ACTION ITEM → Scan the data that follows and count the lines with the string "balcony"; answer with the count alone.
________________________________________
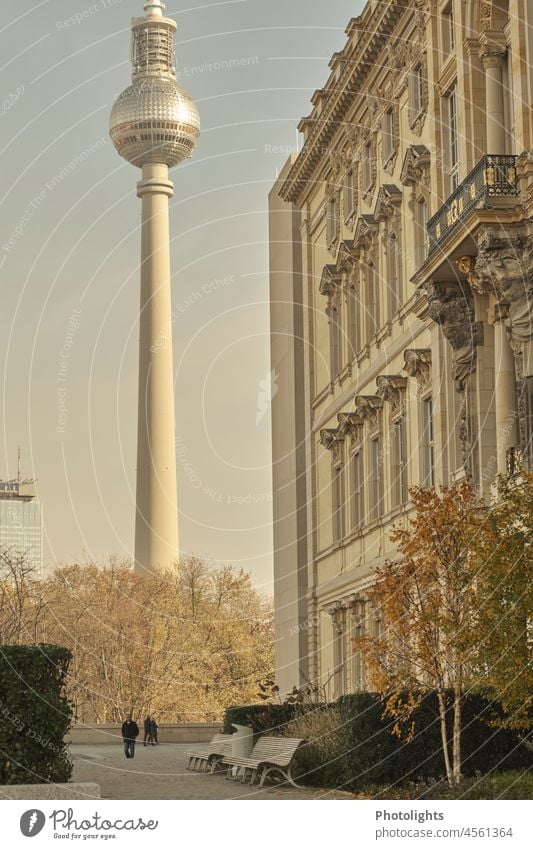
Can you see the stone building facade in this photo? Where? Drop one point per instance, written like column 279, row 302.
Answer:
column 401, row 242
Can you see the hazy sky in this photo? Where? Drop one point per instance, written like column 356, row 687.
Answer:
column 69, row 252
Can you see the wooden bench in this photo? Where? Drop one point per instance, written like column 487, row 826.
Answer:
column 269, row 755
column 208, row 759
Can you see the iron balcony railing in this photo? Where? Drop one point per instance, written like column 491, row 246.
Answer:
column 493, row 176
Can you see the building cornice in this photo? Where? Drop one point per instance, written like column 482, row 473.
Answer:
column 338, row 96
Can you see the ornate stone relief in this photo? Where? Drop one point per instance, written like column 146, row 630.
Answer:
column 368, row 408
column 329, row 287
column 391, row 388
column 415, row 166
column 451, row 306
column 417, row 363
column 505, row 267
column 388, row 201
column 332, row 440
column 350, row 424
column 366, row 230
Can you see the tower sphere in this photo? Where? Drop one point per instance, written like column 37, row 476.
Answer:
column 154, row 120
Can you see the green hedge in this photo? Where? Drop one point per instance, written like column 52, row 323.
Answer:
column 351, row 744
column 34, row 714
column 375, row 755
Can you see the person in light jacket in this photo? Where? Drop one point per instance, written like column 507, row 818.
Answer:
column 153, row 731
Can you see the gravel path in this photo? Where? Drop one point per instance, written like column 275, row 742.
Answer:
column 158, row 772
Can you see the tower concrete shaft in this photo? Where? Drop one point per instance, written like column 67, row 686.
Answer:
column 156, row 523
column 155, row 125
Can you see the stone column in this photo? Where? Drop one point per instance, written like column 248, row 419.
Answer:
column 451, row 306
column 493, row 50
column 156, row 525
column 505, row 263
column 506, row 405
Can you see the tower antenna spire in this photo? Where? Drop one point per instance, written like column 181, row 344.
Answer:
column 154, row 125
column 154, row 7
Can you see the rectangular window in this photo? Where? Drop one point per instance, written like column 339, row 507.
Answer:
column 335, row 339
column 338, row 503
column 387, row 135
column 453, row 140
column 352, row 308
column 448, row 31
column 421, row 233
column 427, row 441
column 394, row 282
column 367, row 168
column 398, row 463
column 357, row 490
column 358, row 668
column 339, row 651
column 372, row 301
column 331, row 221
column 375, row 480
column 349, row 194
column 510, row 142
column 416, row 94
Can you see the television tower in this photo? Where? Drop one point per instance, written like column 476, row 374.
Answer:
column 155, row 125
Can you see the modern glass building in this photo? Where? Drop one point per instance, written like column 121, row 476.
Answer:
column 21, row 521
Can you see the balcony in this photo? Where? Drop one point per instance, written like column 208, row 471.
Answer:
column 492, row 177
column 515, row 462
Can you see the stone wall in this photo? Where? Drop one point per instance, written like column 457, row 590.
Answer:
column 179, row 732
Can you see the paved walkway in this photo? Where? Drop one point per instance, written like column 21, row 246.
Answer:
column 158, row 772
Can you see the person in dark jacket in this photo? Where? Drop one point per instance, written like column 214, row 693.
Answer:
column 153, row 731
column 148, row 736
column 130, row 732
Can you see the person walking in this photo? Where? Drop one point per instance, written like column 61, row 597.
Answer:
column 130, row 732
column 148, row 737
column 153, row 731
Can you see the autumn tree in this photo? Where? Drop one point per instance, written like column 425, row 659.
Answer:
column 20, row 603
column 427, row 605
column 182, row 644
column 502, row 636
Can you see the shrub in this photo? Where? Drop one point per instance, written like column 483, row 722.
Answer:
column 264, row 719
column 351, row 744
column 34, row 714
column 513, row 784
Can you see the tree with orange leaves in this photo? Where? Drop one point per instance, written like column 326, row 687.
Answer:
________________________________________
RESULT OF THIS TASK → 2